Trust, Krenar learned, comes from radical transparency—especially during failures. “If there’s been a challenge in the market or we run into an issue, I’ve trained the team and I’ve done it myself, to immediately call the customer, email the customer, apologize to the customer, tell them about the issue before they figure out the issue,” he shares.
This proactive approach to problems builds more trust than perfect execution. Customers expect issues; they don’t expect companies to own them immediately and communicate openly. Transparency is Tive’s number one company value, and it extends from internal operations to customer relationships.
Lesson 5: Investor Relationships Are Built Through Predictable Execution
Raising $80 million required talking to 600-800 different investors over the years. Krenar’s approach mirrors his customer strategy: build trust through consistent execution over time. “You tell them what you’re going to do next, and I’ll check in with you in three months. And then three months later, you were at point A three months ago. Now you’re at point B, and they can start drawing a line,” he explains.
Nobody writes a check on day one. But they will six, nine, or even 24 months later if you consistently hit the milestones you commit to. “Ideally you want to be a little bit above point C. So then they start building this line from A to B to C and can say, wow, I can actually trust Krenar as a Founder, as an entrepreneur. If he’s telling me he’s going to do ABC, he’s going to do D all the way to IPO, I’m going to back him up,” Krenar notes.
This long-term relationship building also yields better terms and more engaged investors who understand your business deeply.
Lesson 6: Get Physically Close to the Problem
When asked for his number one piece of advice for supply chain tech founders, Krenar doesn’t hesitate: “You have to be close to customers, especially in supply chain logistics. It’s such an operational world, such a daily basis. Things change. Go and figure out. Visit warehouses, visit logistics centers, visit DC’s distribution centers, figure out a way how to get in with customers as much as possible early on so you can learn where the pain points are.”
This isn’t about conducting user interviews in a conference room. It’s about seeing the physical reality of how products move through the supply chain. Krenar’s initial insight about disposable trackers came from watching a truck driver named Tony move lobster and scallops with temperature sensors that only provided data at the end of the shipment. That physical observation sparked the entire business pivot.

[Parts of the exercise]:
a) Please reproduce the Tive passage between "Nobody writes a" and "your business deeply.", inclusive.
b) List the actions the Tive passage says Krenar has trained the team to take immediately when there is a challenge in the market or an issue.
The entries that follow come from a separate source.

[Point-per-instance localization data]
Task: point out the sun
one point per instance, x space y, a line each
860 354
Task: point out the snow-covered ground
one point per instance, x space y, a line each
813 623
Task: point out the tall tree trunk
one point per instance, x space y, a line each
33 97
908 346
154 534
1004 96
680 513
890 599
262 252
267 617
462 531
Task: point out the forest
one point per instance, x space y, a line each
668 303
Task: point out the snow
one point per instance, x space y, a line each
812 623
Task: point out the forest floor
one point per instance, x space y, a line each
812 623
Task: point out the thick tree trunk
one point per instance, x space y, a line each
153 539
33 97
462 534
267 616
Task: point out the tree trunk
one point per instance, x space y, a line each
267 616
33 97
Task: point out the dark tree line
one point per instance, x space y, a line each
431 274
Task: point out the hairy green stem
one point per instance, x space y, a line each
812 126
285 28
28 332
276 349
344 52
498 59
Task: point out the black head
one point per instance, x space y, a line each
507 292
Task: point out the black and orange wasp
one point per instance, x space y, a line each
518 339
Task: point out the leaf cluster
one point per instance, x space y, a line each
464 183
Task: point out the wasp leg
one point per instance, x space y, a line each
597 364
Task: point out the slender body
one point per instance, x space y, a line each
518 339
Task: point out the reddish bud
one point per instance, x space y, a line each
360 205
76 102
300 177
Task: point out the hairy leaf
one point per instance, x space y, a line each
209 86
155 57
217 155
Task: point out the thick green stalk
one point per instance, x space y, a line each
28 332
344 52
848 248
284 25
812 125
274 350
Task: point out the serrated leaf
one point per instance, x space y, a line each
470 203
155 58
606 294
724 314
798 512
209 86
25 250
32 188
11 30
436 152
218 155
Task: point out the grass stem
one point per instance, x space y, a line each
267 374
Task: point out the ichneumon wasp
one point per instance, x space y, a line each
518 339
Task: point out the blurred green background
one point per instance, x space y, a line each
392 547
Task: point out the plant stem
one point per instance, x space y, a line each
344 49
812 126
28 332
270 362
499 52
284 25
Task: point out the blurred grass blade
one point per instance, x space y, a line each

[Answers below]:
a)
Nobody writes a check on day one. But they will six, nine, or even 24 months later if you consistently hit the milestones you commit to. “Ideally you want to be a little bit above point C. So then they start building this line from A to B to C and can say, wow, I can actually trust Krenar as a Founder, as an entrepreneur. If he’s telling me he’s going to do ABC, he’s going to do D all the way to IPO, I’m going to back him up,” Krenar notes.
This long-term relationship building also yields better terms and more engaged investors who understand your business deeply.

b)
- Call the customer
- Email the customer
- Apologize to the customer
- Tell them about the issue before they figure out the issue